__WHAT TO WORK ON__. Reproduce each of the items below word for word, with no changes.

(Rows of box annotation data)
◆ ◆ ◆ ◆

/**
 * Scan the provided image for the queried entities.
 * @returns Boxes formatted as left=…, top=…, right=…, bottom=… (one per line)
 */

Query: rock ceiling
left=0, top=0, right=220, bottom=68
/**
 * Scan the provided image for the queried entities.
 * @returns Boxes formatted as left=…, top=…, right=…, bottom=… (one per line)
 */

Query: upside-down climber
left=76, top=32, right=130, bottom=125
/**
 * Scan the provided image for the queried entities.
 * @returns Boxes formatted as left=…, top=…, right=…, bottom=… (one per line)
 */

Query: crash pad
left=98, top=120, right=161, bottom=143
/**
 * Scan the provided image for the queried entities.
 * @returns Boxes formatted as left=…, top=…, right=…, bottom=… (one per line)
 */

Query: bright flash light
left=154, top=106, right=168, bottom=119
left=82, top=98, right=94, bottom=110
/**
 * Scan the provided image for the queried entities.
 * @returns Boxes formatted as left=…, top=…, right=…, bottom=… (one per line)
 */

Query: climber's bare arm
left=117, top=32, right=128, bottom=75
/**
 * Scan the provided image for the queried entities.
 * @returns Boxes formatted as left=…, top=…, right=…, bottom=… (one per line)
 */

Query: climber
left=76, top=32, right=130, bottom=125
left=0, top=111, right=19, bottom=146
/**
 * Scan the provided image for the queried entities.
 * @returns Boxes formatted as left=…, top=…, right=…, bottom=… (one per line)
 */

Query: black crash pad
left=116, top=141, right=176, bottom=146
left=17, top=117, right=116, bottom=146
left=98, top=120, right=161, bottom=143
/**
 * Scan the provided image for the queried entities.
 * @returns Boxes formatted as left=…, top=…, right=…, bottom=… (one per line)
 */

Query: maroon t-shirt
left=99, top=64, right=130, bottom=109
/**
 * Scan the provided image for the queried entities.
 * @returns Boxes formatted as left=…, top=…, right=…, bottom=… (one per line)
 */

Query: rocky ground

◆ ◆ ◆ ◆

__WRITTEN RESPONSE__.
/**
 * Scan the provided image for the queried entities.
 * @returns Boxes formatted as left=…, top=…, right=…, bottom=… (one per line)
 */

Query: rock ceiling
left=0, top=0, right=220, bottom=68
/**
 * Scan the provided image for the queried entities.
 * @returns Boxes formatted as left=…, top=…, right=…, bottom=… (one per line)
 */

Query: upside-down climber
left=76, top=32, right=130, bottom=125
/**
 * Scan the provided image for the queried entities.
 * @returns Boxes formatted as left=…, top=…, right=…, bottom=… (one per line)
 */

Query: crash pad
left=98, top=120, right=161, bottom=143
/**
 * Scan the provided image for the queried entities.
 * @returns Boxes formatted as left=…, top=…, right=…, bottom=… (one per line)
 */

Query: bright flash light
left=154, top=106, right=168, bottom=119
left=82, top=98, right=94, bottom=110
/**
 * Scan the provided image for the queried entities.
 * @returns Boxes formatted as left=…, top=…, right=…, bottom=… (one per line)
 */

Query: climber's bare arm
left=117, top=32, right=128, bottom=75
/**
 * Scan the provided image for the queried entities.
 * @returns Boxes formatted as left=…, top=…, right=…, bottom=… (one per line)
 */

Query: climber
left=76, top=32, right=130, bottom=125
left=0, top=111, right=19, bottom=146
/**
 * Scan the provided image for the queried entities.
 * @returns Boxes formatted as left=…, top=…, right=…, bottom=… (one per line)
 */

Query: black crash pad
left=116, top=141, right=176, bottom=146
left=17, top=117, right=116, bottom=146
left=98, top=120, right=161, bottom=143
/**
 * Scan the provided image for the queried entities.
 * @returns Boxes formatted as left=…, top=…, right=…, bottom=… (one per line)
 */

Query: maroon t-shirt
left=99, top=64, right=130, bottom=109
/**
 * Scan the provided image for the queried entities.
 * @returns Boxes formatted as left=…, top=…, right=…, bottom=… (one per line)
 */

Query: rocky ground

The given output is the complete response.